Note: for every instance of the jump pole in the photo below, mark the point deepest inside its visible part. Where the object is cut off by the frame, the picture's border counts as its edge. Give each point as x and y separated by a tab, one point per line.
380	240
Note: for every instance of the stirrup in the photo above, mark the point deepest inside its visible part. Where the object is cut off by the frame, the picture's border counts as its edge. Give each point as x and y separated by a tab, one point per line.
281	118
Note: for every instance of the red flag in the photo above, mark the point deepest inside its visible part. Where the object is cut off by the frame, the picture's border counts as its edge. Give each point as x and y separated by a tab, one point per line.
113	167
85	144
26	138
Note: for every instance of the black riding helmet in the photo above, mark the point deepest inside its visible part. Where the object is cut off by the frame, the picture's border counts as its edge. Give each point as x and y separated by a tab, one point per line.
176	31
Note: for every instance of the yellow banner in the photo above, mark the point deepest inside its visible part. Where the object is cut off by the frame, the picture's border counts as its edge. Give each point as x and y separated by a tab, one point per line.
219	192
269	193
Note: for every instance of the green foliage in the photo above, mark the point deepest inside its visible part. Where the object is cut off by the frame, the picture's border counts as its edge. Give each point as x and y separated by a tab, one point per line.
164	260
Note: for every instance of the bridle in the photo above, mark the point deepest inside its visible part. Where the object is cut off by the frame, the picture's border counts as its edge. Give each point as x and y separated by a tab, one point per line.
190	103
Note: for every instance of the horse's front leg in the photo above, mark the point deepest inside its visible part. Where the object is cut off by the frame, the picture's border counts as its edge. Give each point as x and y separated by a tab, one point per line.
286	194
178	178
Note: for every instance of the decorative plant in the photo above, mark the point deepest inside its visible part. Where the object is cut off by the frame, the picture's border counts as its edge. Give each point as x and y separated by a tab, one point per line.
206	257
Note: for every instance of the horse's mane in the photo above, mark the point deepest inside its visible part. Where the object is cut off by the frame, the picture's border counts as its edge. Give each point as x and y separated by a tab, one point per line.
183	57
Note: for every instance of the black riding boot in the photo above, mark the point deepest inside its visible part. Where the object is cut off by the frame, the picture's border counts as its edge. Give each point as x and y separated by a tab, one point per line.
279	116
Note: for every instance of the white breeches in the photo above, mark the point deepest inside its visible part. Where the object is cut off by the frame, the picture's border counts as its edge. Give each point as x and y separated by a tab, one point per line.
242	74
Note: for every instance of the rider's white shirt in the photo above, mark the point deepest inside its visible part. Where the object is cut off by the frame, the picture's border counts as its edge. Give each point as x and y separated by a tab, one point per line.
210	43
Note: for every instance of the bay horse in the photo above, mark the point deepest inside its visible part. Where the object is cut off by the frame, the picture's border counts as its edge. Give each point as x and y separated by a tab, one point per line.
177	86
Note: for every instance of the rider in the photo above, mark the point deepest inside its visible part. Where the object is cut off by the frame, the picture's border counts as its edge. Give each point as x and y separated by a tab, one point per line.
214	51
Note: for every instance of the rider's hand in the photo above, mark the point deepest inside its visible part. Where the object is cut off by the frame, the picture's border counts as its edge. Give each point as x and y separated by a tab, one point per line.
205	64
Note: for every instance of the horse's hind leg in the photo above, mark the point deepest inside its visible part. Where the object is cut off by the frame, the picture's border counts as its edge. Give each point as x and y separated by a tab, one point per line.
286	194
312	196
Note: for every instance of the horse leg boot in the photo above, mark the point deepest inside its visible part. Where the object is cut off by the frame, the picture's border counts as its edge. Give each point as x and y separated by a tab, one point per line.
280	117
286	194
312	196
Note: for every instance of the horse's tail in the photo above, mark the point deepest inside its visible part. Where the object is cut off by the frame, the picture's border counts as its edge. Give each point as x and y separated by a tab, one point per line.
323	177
+++++
Exactly and only the lines from the line containing "Note: for every instance of the horse's hind" through the last line of the entries should be copied, both ends included.

Note: for every instance of the horse's hind leg in the photo above, mark the point deepest inside its visible part. Where the object is cut off by the frame, the picture's border counts as its edge. Give each point as x and y separated by a tab, one point per line.
286	194
312	196
Note: for every instance of the horse leg boot in the photo above, mark the point deepest inside its visible part. Where the object is cut off by the frame, the picture's border counts as its edge. Give each point as x and y separated by a tab, one point per line.
280	117
286	194
312	196
Note: for every instance of the horse's tail in the photo above, mark the point deepest inside its visible part. Where the object is cut off by the frame, the picture's border counts as its edge. Give each point as x and y separated by a tab, one point per line.
323	177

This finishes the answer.